---- Given data
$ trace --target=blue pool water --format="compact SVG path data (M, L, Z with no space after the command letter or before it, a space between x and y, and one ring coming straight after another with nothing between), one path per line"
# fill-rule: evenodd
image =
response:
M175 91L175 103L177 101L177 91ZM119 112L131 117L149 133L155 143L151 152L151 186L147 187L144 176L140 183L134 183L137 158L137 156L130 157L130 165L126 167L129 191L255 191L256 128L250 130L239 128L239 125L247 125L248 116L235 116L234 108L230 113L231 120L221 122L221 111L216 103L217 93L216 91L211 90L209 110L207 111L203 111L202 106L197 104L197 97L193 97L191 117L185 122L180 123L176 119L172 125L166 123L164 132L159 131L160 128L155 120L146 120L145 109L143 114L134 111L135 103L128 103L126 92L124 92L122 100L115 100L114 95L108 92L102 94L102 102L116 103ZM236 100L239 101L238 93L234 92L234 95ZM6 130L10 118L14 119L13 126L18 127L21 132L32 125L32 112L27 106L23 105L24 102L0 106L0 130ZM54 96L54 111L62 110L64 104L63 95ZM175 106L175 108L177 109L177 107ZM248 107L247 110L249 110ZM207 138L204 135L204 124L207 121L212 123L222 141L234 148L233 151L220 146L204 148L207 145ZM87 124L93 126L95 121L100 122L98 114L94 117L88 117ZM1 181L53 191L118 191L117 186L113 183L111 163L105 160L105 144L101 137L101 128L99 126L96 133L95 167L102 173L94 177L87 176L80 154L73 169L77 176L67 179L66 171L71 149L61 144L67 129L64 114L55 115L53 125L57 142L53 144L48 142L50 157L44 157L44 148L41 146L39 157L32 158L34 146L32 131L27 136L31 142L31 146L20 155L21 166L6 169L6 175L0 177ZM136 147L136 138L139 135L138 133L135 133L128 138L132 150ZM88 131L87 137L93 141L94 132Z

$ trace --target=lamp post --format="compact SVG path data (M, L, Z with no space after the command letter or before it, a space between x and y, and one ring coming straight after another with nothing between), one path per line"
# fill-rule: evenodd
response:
--------
(What is asked): Update the data above by putting "outline" wherever "trace" stands, and give every line again with nothing else changed.

(Completed task):
$ outline --target=blue pool water --format="compact SVG path data (M, L, Z with no space after the command letter or before it, a space between x and y, and one ring coming straight after another with nothing between), one path per line"
# fill-rule: evenodd
image =
response:
M175 91L175 103L177 101L177 91ZM119 112L131 117L149 133L155 143L151 152L151 186L147 187L144 176L140 183L134 183L137 158L137 156L130 157L130 165L126 167L129 191L255 191L256 128L250 130L239 128L239 125L247 125L248 116L235 116L234 108L230 113L231 120L221 122L221 111L216 103L217 93L216 91L211 90L209 110L207 111L203 111L202 106L197 104L197 97L193 97L191 117L185 122L180 123L176 119L172 125L166 123L164 132L159 131L160 128L155 120L146 120L145 109L143 114L134 111L135 103L128 103L126 92L124 92L122 100L115 100L114 95L108 92L102 94L102 102L116 103ZM236 100L239 101L238 93L234 92L234 95ZM6 130L10 118L14 119L13 126L18 127L21 132L32 125L32 112L27 106L23 105L24 102L0 106L0 130ZM54 96L54 111L62 110L64 104L63 95ZM175 106L175 108L177 109L177 107ZM248 107L247 110L249 110ZM207 138L204 135L204 124L207 121L212 123L222 141L234 148L233 151L220 146L204 148L207 145ZM87 124L93 126L95 121L100 122L98 114L94 117L88 117ZM1 181L53 191L118 191L117 186L113 183L111 163L105 160L105 144L101 137L101 128L99 126L96 133L95 167L102 173L94 177L87 176L80 154L73 169L77 176L67 179L66 171L71 149L61 144L67 129L64 114L55 115L53 125L57 142L53 144L48 142L50 157L44 157L44 148L41 146L39 157L32 158L34 146L32 131L27 136L31 142L31 146L20 155L21 166L6 169L6 175L0 177ZM136 147L136 138L139 135L138 133L135 133L128 138L132 150ZM88 131L87 137L93 141L94 132Z

$ outline --target=lamp post --format="compact SVG path data (M, L, Z with no space after the command letter or before it, a space between x and y, and one ring coming straight after another with nothing between), one path per line"
# fill-rule: evenodd
response:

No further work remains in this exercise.